### EXERCISE SET
1. Return, copied word for word from the DDT article, the passage that opens with the words containing "Despite the ban, India" and closes with "concentrations.".
2. For each statement about the DDT article, answer yes or no and quote the exact words that decide it: (a) India sprayed 7,000 tonnes of DDT in 2001-2002; (b) the US banned DDT in the 1990s; (c) mosquitoes in India show resistance to more than one insecticide.
3. Continue the DDT article from where it stops.

(TEXT BLOCK begins)

Double indemnity
The US and other
developed countries banned the use of DDT in the 70s because of its alarming
toxicity and possible carcinogenicity.
Despite the ban, India sprayed 7,000 tonnes of DDT in
2001-2002.
India has consumed 350,000 tonnes of DDT since 1985,
mainly for agricultural and public health purposes.
Studies reveal Indians have one of the highest body DDT
concentrations.
Intensive use of DDT has made mosquitoes resistant to the insecticide.
Dichlorodiphenyltrichloroethane (DDT) remains for the past three decades the
preferred method of malaria control in India. This is despite its ineffectiveness and
despite conclusive proof of mosquitoes showing triple resistance to the
insecticidesDDT, benzene hexachloride (BHC) and malathion.
Doubts remain over DDTs safety and impact on the environment. In the
international arena, the DDT debate continues. In December 2001, the Stockholm convention
banned the use of the "dirty dozen", the 12 deadliest and most persistent
chemicals in the environment. DDT proved to be the most volatile and vexing
issue. Some countries demanded the immediate banning of DDT on account of its harmful
environmental and public health effects, while others supported its use in the control of
vector-borne diseases, particularly malaria.
Although the ineffectiveness of DDT is known, it is still being promoted. In countries
where DDT is effective, not banning its usage is understandable, but in the case of India
it is not. Arguments from pressure groups and malaria experts in India suggest that in
defending DDTs continued usage, it is better to save people now from malaria than
worry about the deaths due to the poisonous insecticide in the long-run.
But need countries like India buy such an argument? Pro-DDT
groups push for its usage wherever malaria occurs. Others believe that persistent organic
pollutants (POPs) like DDT should be banned because they do not degrade easily, kill other
insect populations indiscriminately, and affect animals -- possibly humans -- as well.
Medicare or Malignancy?

(TEXT BLOCK ends)
(GIVEN ENTRIES begins)

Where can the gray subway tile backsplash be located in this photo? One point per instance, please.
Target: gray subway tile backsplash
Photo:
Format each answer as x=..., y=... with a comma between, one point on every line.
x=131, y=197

(GIVEN ENTRIES ends)

### RESULTS FOR THE EXERCISE
1.
Despite the ban, India sprayed 7,000 tonnes of DDT in
2001-2002.
India has consumed 350,000 tonnes of DDT since 1985,
mainly for agricultural and public health purposes.
Studies reveal Indians have one of the highest body DDT
concentrations.

2.
(a) Yes: "Despite the ban, India sprayed 7,000 tonnes of DDT in 2001-2002."
(b) No: "The US and other developed countries banned the use of DDT in the 70s"
(c) Yes: "conclusive proof of mosquitoes showing triple resistance"

3.
During World War II, DDT was credited with having saved the
lives of 25 million soldiers by protecting them against malaria and typhus. This led to a
dramatic increase in the use of DDT after the war. World Health Organisation (WHO) and the
donor communities began depending on this stand-alone miracle compound to virtually
eliminate malaria, dengue fever and filariasis. Until resistance was observed, DDT helped
save millions of lives, especially in South East Asia, Latin America and India. In India,
the decline in deaths caused by malaria was very evident, from 10 million in 1953 to
2,85,962 in 1961.
DDTs tremendous promise in
controlling infectious diseases was questioned following the publication of Rachel
Carsons book, "The Silent Spring", which startled the world on the
long-term effects of DDT. At a hot DDT debate in 1965, called the Madison Conference,
evidence was presented that pigeon and eagle populations were declining because birds
exposed to DDT were laying infertile and thin-shelled eggs. Resistance to DDT was also
observed in insects. In fish, the chemical was found to be highly toxic. Its chemical
stability and solubility in fat worsened the problem. DDT is not metabolised very rapidly
by animals. Instead, it is deposited and stored in the fatty tissues. If steady ingestion
continues, DDT builds up in the animal over time. In humans, the best indicator of
bioaccumulation is breast milk. Even Inuit mothers in the pristine Arctic environment have
traces of DDT in their breast milk and body fat!1
POP and Indias
stand
On May 23, 2001, India signed the convention banning the
use of 12 most dangerous Persistent Organic Pollutants (POPs). The convention decided that
the use of DDT would remain restricted to public health and be phased out once safer and
more viable alternatives are found. According to T R Baalu, union minister of environment
and forests, an urgent need to review the implications and ill effects of DDT is required.
Following the convention, a grant of $50,000 from the Global Environment Fund was provided
for the United Nations Industrial Development Organisation (UNIDO) to prepare a plan
within 6 months to tackle POPs. |
A Toxic trail
DDT persists in the environment long after killing insects,
and remains unaltered for years. Several studies, including one conducted by the Indian
Council of Medical Research (ICMR) in 1993, found alarmingly high levels of DDT,
hexachlorocyclohexane (HCH) and other extremely toxic pesticides in vegetables, fruits and
milk in Delhi, Maharashtra, Punjab, Andhra Pradesh and Uttar Pradesh. The average Indian
diet contains 0.27 mg of DDT.2 High levels of the pesticides have also been found in the
carcasses of buffaloes, the main food of vultures. This possibly may have contributed to
the disappearance of the ultimate scavenger.
DDT has in some cases been linked to the early onset of puberty.3 Studies indicate a
causative link of endocrine disruptors such as DDT to sexual precocity. In recent years,
elevated concentrations of diclorodiphenylethylene (DDE), a breakdown product of DDT, have
been associated with reduced lactation by mothers. Studies by K Senthil Kumar show that
the elusive dolphin in the Indian Ocean and other fish in the Ganga river have
extremely high concentrations of DDT and other pesticides (see box: Unholy Ganga).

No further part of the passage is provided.